(Dataset entries)
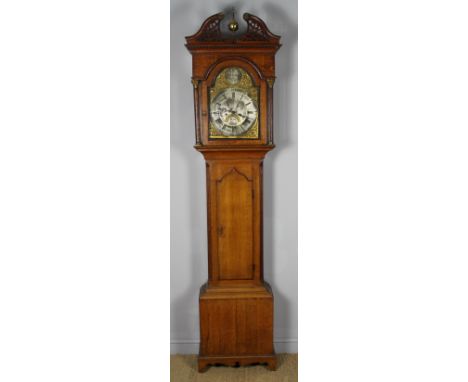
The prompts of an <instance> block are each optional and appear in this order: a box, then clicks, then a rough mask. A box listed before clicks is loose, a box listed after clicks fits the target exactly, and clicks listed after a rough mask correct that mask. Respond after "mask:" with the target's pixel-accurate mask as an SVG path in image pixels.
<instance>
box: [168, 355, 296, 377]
mask: <svg viewBox="0 0 468 382" xmlns="http://www.w3.org/2000/svg"><path fill="white" fill-rule="evenodd" d="M277 356H278V364H277V370H276V371H269V370H267V368H266V367H265V366H263V365H257V366H244V367H227V366H214V367H213V366H212V367H210V368H209V369H208V370H207V371H206V372H205V373H198V371H197V356H196V355H171V382H297V354H278V355H277Z"/></svg>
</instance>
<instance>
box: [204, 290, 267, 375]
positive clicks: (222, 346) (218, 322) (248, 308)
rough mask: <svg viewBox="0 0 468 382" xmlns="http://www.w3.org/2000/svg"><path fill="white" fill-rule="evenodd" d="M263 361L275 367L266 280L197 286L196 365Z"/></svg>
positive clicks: (205, 369)
mask: <svg viewBox="0 0 468 382" xmlns="http://www.w3.org/2000/svg"><path fill="white" fill-rule="evenodd" d="M255 363H266V364H267V365H268V368H269V369H270V370H275V369H276V355H275V351H274V349H273V293H272V292H271V288H270V286H269V285H268V284H267V283H263V284H261V285H251V286H249V285H242V286H241V285H238V286H230V287H226V286H223V287H219V286H218V287H211V286H207V285H206V284H205V285H204V286H203V287H202V288H201V289H200V354H199V358H198V369H199V371H204V370H206V368H207V367H208V366H209V365H228V366H244V365H251V364H255Z"/></svg>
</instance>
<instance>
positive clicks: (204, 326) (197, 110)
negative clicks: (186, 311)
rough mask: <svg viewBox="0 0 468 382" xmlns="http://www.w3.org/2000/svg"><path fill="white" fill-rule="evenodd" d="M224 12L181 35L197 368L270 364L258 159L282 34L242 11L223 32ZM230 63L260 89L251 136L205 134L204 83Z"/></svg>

### Instructions to follow
This exercise calls for a verbatim output of the entries, pictures omitted.

### Your solution
The prompts of an <instance> block are each optional and appear in this order: a box, then clicks, then a rough mask. A box listed before clicks is loose, a box listed after clicks fits the target exactly, and clicks listed after a rough mask correct that mask. Respond after "mask:" with the target's pixel-accurate mask as an SVG path in image pixels.
<instance>
box: [168, 355, 296, 377]
mask: <svg viewBox="0 0 468 382" xmlns="http://www.w3.org/2000/svg"><path fill="white" fill-rule="evenodd" d="M277 356H278V364H277V370H276V371H269V370H267V368H266V367H265V366H263V365H257V366H244V367H227V366H214V367H213V366H212V367H210V368H209V369H208V370H207V371H206V372H205V373H198V371H197V356H196V355H171V382H297V354H278V355H277Z"/></svg>
</instance>
<instance>
box: [204, 290, 267, 375]
positive clicks: (222, 346) (218, 322) (248, 308)
rough mask: <svg viewBox="0 0 468 382" xmlns="http://www.w3.org/2000/svg"><path fill="white" fill-rule="evenodd" d="M263 361L275 367L266 280L197 286L196 365Z"/></svg>
positive clicks: (205, 369)
mask: <svg viewBox="0 0 468 382" xmlns="http://www.w3.org/2000/svg"><path fill="white" fill-rule="evenodd" d="M255 363H266V364H267V365H268V368H269V369H270V370H275V369H276V355H275V351H274V349H273V293H272V292H271V288H270V286H269V285H268V284H267V283H263V284H261V285H251V286H249V285H242V286H241V285H238V286H230V287H226V286H223V287H219V286H218V287H211V286H207V285H206V284H205V285H204V286H203V287H202V288H201V289H200V354H199V358H198V369H199V371H204V370H206V368H207V367H208V366H209V365H228V366H244V365H251V364H255Z"/></svg>
</instance>
<instance>
positive clicks: (204, 326) (197, 110)
negative clicks: (186, 311)
rough mask: <svg viewBox="0 0 468 382" xmlns="http://www.w3.org/2000/svg"><path fill="white" fill-rule="evenodd" d="M224 12L181 35L197 368L270 364L258 159L282 34L242 11L223 32ZM230 63L260 89L251 136L205 134L204 83Z"/></svg>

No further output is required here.